TEXTE ÉTUDIÉ |
☆ ☆ ☆ ☆ ☆ ☆ ☆

Martyrs, T1 — Olivier Peru

⌧ FICHE TECHNIQUE ⌧

Titre : Martyrs – Tome 1
Auteur : Olivier PERU
Date de Parution : 27 Mars 2013
Éditeur : J’ai Lu
Nombre de Pages : 696
Prix : 16 €

⌧ SYNOPSIS ⌧

Irmine et Helbrand, deux frères assassins descendant d’un ancien peuple guerrier, vivent dans les ombres de la plus grande cité du royaume de Palerkan. Alors qu’ils se croient à l’abri des persécutions dont ont souffert leurs ancêtres, leur passé sanglant les rattrape, sous les traits d’un borgne qui semble nourrir pour eux de sombres projets. Et tandis que la guerre menace d’embraser le monde, que les puissants tissent de noires alliances, ils vont devoir choisir un camp. Leur martyre ne fait que commencer…

⌧ CHRONIQUE ⌧

L’univers dépeint ici par Oliver Peru est sombre, implacable. L’ambiance médiévale implique toutes les horreurs qui vont avec : l’ego des puissants qui guide la main de leurs armées et la barbarie des gestes qui en découlent directement. Âmes sensibles s’abstenir, les combats – même à petite échelle – se paient dans le sang et non dans les palabres !

Helbrand et son jeune frère Irmine ont tout perdu dès l’enfance et se sont adaptés comme ils le pouvaient pour survivre envers et contre tout. Ils font partie du peuple des Arserkers, guerriers renommés pour leurs incroyables compétences sur les champs de batailles, héritage de l’époque où leur sang s’est mêlé à celui des anciens dragons aujourd’hui éteints. Le royaume du Reycorax les craint depuis toujours, mais a tôt fait d’écraser toute menace. Les Arserkers ont en effet un signe distinctif, qui constitue à la fois leur bénédiction et leur malédiction : ils ont des yeux dorés. Les deux jeunes hommes œuvrent comme assassins dans les rues d’Alerssen, dernier rempart contre l’autorité d’un roi aussi exécrable en caractère que dans son apparence physique. Les Lancefall vivent ainsi à la dure, au jour le jour, en n’ayant confiance que l’un en l’autre, et en personne d’autre ! Malgré leur orientation professionnelle discutable, je me suis immédiatement attachée à eux. Ils sont parvenus à préserver leurs propres valeurs et il émane d’eux un puissant sentiment de liberté, d’indépendance, de force inébranlable. Mais entre Helbrand qui joue les diplomates et Irmine les asociaux, on entrevoit également les blessures qu’ils portent en eux, et par là-même les failles de leurs façades.

Dans les premiers chapitres, on découvre les deux frères achevant l’une de leurs missions, qui se soldera pour Irmine par une rencontre pour le moins dérangeante. Un peu à la manière des histoires dont on connaît déjà la fin, on ne peut s’empêcher de se demander comment les choses vont bien pouvoir déraper à ce point.

☆ ☆ ☆ ☆ ☆ ☆ ☆

LIGNES FOURNIES |
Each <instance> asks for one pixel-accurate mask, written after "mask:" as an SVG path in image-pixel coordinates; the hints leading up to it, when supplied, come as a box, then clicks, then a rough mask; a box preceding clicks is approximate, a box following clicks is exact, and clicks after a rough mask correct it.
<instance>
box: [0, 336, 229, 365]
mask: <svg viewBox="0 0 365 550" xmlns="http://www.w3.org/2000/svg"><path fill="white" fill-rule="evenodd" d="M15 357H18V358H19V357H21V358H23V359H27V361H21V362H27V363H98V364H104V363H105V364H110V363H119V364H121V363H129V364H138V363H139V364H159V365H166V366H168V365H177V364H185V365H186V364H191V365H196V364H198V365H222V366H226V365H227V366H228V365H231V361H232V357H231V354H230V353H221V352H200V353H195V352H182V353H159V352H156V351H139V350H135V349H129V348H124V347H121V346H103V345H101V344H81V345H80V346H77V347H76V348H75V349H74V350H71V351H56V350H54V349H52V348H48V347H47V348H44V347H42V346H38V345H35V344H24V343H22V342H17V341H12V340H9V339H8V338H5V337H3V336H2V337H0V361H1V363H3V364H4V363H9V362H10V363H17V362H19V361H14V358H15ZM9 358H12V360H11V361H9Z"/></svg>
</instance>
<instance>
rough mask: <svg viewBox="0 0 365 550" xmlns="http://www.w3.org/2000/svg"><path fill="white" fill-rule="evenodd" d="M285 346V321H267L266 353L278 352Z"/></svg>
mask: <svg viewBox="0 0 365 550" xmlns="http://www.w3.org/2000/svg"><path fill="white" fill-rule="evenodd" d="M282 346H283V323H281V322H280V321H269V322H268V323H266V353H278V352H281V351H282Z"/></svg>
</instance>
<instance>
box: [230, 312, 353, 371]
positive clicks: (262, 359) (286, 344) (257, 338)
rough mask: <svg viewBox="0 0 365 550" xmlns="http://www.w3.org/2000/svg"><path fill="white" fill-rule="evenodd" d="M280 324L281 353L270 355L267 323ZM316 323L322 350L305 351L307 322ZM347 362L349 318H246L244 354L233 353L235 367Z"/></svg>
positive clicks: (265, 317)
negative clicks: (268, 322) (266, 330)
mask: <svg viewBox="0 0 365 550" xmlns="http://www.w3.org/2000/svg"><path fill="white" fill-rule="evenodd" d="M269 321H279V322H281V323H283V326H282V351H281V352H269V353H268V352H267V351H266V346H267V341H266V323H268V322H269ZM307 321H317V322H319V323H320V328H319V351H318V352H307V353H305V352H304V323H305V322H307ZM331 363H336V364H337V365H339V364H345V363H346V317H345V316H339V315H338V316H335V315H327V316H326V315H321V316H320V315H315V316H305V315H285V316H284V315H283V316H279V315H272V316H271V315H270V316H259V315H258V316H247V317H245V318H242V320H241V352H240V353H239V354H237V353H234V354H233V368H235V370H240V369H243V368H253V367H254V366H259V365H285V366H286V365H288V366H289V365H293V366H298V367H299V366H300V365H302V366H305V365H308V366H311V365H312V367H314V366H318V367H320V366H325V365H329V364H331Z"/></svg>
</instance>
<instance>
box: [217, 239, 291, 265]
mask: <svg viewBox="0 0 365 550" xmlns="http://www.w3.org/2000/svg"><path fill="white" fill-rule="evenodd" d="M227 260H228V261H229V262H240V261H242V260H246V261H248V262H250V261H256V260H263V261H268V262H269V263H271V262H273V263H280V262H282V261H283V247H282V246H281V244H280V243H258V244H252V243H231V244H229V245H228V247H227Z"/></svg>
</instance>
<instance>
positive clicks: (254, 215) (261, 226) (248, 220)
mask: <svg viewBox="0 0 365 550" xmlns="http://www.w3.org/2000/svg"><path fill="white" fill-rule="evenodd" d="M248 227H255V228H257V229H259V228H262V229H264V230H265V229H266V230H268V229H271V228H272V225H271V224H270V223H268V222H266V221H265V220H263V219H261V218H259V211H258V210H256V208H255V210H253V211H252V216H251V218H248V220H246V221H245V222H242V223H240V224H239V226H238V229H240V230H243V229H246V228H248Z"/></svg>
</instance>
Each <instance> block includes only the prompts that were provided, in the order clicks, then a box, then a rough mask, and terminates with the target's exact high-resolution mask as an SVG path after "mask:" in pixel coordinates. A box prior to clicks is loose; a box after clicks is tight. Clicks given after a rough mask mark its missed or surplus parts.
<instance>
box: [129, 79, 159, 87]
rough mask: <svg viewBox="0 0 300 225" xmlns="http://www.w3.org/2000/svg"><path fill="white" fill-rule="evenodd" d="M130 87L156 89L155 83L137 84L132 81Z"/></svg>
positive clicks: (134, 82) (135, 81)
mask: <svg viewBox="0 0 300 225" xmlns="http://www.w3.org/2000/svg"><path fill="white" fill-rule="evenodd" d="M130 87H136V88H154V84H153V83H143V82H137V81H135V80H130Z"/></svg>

☆ ☆ ☆ ☆ ☆ ☆ ☆

LISTE DES TÂCHES |
• a. Reproduisez le texte sur Martyrs entre « Irmine et Helbrand, deux » et « dans les palabres ! », bornes comprises.
• b. Prolongez le texte sur Martyrs après sa dernière phrase.

LISTE DES RÉPONSES |
• a.
Irmine et Helbrand, deux frères assassins descendant d’un ancien peuple guerrier, vivent dans les ombres de la plus grande cité du royaume de Palerkan. Alors qu’ils se croient à l’abri des persécutions dont ont souffert leurs ancêtres, leur passé sanglant les rattrape, sous les traits d’un borgne qui semble nourrir pour eux de sombres projets. Et tandis que la guerre menace d’embraser le monde, que les puissants tissent de noires alliances, ils vont devoir choisir un camp. Leur martyre ne fait que commencer…

⌧ CHRONIQUE ⌧

L’univers dépeint ici par Oliver Peru est sombre, implacable. L’ambiance médiévale implique toutes les horreurs qui vont avec : l’ego des puissants qui guide la main de leurs armées et la barbarie des gestes qui en découlent directement. Âmes sensibles s’abstenir, les combats – même à petite échelle – se paient dans le sang et non dans les palabres !

• b.
Oliver Peru nous emmène à travers la Palerkan à la rencontre de son souverain grotesque, des Fauconniers lui obéissant aveuglément, d’un peuple qui n’est soumis qu’en apparence, et d’anciens ennemis brimés qui viennent doucement mais sûrement réclamer vengeance. La rébellion gronde un peu partout, même là où on l’attendait moins, et les liens que va enfin développer Irmine avec quelqu’un d’autre que son frère vont venir fragiliser le duo de choc. Helbrand a du mal à le voir s’ouvrir ainsi à une étrangère, de haute naissance par-dessus le marché ! Kassis est belle mais avant tout hors d’atteinte pour des gens comme eux et il voit venir le désastre…

La toile de ce monde agité se tisse inexorablement au fil de la plume de l’auteur, mais je ne me suis jamais ennuyée malgré le côté ‘pavé’ visuel du roman. Les complots, les intrigues à la Cour, les plans malicieux des uns et des autres, les résolutions et motivations inébranlables,… tout se met en place et les révélations sont distillées en un parfait dosage. La mention « coup de cœur » m’a paru inévitable une fois le livre refermé. Le final est épique, magistral. Je ne m’attendais pas à ça et tournais les pages en me disant qu’Oliver Peru ne pouvait pas faire ça, qu’il se couperait l’herbe sous le pied !… et pourtant !…Je suis soufflée par son sens de la mise en scène et par la complexité du schéma mis en place dans ce premier tome – que je boucle certes sur une amertume légèrement déprimante, où se mêlent frustration, sentiment d’injustice et tristesse profonde pour certains personnages, mais qui ne m’empêchera nullement de me ruer sur la suite quand elle paraîtra en librairie.